• Dataset items:
╭──

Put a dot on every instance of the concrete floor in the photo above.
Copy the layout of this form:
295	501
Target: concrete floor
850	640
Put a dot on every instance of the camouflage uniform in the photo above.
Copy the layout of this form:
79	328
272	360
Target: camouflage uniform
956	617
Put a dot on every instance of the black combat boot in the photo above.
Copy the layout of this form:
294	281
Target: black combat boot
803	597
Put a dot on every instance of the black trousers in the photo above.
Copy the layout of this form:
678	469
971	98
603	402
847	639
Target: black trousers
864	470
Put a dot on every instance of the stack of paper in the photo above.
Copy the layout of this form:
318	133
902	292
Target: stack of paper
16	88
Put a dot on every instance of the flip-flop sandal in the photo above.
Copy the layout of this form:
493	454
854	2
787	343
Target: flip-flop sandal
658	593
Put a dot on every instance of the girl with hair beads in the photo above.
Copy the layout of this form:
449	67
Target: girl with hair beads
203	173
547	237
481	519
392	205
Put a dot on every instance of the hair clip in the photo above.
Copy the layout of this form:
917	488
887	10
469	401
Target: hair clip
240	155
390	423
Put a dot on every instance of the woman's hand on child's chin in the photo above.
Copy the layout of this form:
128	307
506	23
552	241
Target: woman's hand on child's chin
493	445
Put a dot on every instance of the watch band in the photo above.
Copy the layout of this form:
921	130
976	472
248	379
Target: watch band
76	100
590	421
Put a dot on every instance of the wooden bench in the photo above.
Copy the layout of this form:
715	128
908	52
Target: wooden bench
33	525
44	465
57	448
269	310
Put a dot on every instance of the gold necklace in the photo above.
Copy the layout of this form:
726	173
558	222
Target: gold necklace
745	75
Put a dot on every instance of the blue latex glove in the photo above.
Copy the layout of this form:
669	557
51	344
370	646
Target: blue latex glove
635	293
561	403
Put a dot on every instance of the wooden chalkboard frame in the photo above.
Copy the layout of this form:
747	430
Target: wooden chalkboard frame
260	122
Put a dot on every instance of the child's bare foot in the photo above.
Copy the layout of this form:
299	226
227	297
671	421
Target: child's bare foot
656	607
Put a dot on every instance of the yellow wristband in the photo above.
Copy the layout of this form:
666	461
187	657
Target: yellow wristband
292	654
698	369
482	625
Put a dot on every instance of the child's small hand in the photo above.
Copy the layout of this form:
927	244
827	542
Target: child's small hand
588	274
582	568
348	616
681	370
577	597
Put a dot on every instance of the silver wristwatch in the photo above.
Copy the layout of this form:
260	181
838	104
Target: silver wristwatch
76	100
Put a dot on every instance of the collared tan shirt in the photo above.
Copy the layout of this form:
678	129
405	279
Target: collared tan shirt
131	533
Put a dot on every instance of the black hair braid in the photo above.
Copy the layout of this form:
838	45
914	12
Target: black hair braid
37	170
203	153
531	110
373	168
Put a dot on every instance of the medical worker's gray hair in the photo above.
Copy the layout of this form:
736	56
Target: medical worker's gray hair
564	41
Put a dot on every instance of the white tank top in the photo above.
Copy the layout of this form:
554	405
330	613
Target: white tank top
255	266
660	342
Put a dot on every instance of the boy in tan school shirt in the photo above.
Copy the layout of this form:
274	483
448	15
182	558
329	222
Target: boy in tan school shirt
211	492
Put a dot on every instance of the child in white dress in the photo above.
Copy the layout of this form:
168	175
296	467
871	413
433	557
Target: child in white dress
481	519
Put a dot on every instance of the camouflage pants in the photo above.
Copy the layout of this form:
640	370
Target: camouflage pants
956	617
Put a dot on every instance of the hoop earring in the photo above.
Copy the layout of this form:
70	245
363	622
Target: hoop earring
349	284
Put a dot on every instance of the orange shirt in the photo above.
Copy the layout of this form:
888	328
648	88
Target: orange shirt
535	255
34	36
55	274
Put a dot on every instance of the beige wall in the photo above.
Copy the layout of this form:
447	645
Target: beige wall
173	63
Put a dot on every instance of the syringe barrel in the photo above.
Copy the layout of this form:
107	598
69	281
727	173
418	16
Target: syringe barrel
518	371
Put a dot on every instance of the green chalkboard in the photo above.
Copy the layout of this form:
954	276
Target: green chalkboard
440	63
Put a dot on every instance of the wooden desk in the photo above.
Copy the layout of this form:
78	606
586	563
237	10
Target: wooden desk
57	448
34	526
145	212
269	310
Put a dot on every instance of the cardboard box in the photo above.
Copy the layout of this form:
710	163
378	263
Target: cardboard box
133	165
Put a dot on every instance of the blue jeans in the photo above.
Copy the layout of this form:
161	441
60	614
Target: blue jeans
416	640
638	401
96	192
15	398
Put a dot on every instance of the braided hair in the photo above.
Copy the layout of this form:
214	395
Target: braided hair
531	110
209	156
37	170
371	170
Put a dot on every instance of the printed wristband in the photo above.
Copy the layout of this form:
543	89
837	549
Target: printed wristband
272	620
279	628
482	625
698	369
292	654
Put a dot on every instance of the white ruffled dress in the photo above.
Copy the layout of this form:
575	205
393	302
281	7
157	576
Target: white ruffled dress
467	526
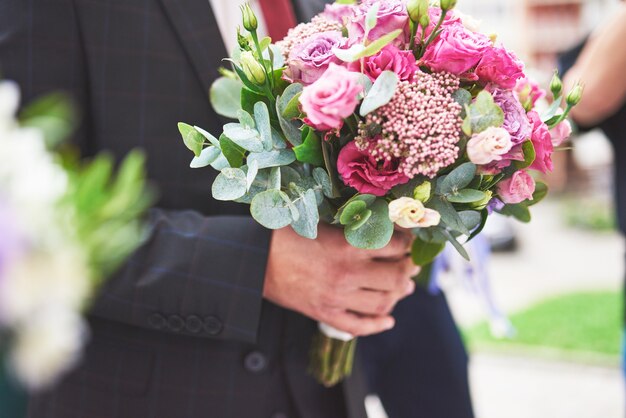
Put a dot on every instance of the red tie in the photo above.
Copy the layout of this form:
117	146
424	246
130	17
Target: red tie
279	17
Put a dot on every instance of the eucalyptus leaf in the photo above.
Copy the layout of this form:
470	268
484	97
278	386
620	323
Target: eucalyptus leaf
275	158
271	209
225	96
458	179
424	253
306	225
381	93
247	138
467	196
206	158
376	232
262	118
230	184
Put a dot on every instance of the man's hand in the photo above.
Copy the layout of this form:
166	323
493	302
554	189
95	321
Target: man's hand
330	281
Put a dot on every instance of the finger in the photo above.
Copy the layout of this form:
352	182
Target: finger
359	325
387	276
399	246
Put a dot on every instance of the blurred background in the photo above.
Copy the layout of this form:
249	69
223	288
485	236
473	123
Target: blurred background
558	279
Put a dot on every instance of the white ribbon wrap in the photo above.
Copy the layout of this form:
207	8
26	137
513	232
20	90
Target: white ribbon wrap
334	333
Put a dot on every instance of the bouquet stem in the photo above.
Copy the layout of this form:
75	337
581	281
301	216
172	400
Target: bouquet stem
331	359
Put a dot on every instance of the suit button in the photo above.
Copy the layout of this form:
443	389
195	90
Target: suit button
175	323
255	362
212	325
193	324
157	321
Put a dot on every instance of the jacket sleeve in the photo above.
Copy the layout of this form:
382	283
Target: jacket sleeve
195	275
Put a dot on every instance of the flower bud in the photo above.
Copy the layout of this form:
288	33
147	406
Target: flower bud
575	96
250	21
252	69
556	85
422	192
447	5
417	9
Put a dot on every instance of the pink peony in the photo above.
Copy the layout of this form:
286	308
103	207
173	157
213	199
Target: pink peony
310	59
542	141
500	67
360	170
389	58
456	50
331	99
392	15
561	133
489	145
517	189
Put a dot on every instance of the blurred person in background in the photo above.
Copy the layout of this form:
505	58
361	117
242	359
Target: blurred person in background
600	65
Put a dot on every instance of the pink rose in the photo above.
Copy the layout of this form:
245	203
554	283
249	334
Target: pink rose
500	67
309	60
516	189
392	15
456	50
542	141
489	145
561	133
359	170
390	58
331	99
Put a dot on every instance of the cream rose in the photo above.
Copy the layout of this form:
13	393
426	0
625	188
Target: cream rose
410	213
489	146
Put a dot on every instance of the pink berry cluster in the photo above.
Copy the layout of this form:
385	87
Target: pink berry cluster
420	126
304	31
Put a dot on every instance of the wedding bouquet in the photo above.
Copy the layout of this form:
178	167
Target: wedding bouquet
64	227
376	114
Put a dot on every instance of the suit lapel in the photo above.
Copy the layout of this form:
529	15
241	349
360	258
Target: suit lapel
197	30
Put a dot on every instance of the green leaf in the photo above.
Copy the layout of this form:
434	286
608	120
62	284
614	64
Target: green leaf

╰──
╭──

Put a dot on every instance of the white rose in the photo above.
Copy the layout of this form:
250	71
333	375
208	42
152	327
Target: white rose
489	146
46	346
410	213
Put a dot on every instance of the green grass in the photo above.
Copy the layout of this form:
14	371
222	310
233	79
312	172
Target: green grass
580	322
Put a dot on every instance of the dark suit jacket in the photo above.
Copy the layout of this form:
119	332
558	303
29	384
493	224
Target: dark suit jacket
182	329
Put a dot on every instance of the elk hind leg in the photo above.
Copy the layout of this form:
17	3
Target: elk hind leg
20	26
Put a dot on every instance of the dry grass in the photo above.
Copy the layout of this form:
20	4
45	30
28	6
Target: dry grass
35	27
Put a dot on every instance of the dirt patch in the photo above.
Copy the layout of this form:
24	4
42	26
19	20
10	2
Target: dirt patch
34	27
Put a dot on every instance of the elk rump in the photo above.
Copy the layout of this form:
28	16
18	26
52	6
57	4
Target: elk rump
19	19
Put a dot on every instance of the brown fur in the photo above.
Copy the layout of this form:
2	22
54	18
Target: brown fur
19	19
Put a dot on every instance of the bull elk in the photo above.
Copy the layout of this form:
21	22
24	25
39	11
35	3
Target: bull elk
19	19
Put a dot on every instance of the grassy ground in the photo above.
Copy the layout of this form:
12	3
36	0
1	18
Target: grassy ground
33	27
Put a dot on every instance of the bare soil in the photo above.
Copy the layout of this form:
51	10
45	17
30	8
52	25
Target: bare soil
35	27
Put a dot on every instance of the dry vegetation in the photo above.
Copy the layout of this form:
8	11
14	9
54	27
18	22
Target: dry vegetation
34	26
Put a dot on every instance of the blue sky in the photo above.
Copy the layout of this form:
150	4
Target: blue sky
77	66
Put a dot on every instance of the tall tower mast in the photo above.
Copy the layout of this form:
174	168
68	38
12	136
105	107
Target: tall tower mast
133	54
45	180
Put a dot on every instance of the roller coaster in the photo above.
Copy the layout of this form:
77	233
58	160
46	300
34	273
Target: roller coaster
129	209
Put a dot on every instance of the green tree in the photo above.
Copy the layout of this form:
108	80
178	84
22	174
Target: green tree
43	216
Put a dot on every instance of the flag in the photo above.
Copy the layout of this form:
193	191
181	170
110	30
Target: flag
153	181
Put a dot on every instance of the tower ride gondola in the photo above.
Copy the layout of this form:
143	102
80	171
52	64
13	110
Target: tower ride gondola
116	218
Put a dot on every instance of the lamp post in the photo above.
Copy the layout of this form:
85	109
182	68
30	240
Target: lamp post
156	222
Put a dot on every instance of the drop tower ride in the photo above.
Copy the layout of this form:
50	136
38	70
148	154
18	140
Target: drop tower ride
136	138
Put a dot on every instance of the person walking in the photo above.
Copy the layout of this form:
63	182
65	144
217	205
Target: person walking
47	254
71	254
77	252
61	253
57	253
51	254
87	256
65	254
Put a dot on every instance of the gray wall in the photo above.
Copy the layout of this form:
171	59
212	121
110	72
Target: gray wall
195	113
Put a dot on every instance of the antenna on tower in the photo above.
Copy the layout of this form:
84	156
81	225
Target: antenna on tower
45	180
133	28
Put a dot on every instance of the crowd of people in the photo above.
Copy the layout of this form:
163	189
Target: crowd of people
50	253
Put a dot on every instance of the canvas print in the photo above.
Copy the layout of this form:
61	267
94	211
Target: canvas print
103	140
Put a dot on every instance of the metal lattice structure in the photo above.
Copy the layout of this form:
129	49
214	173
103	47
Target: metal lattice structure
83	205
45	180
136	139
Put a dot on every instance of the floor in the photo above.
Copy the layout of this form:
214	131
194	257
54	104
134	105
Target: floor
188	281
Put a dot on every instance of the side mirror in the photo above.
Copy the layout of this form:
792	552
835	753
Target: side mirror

╰──
╭──

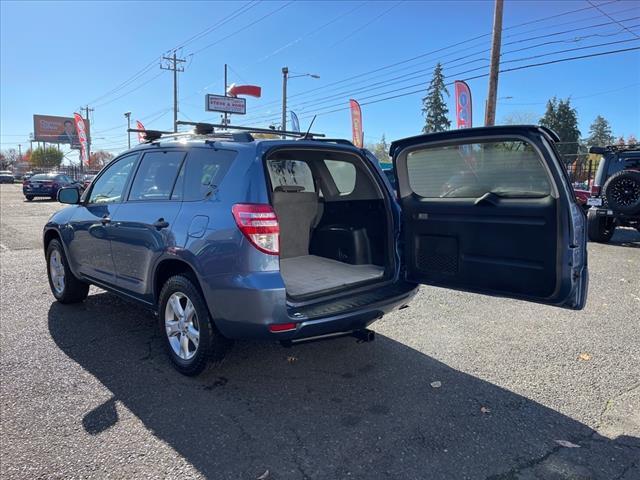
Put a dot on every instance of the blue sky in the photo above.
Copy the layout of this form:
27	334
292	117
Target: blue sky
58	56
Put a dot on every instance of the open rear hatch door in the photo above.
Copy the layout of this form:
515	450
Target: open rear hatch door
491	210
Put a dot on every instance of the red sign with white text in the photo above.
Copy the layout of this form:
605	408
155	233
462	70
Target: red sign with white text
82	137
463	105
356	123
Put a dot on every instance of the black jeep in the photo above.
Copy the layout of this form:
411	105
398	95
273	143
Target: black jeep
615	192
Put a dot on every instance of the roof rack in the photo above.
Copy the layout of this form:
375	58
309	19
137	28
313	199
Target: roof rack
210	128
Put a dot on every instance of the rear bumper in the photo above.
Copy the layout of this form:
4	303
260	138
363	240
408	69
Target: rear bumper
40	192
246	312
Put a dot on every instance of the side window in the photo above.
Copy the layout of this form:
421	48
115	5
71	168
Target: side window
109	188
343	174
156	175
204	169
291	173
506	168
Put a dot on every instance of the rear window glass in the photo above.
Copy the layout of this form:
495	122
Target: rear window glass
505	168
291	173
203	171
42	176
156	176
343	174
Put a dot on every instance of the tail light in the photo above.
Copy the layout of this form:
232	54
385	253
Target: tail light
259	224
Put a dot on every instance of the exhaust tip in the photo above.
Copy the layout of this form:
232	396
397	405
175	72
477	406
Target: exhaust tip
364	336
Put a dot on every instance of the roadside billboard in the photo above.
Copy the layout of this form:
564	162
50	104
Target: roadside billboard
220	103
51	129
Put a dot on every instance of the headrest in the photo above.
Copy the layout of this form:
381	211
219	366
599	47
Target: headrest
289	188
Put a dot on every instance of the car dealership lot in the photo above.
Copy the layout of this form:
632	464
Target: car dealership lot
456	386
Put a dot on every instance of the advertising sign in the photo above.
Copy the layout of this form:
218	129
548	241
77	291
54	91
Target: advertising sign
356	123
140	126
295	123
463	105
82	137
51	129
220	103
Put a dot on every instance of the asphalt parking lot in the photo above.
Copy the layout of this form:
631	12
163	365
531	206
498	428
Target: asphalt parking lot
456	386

╰──

Can you show every line of the data above that contains the word "wall", copied in full and treating uppercase and lowercase as different?

• Output below:
Put a dot on every instance of the beige wall in the photo above.
Target: beige wall
Put a dot on every instance of the gray wall in the photo above.
Target: gray wall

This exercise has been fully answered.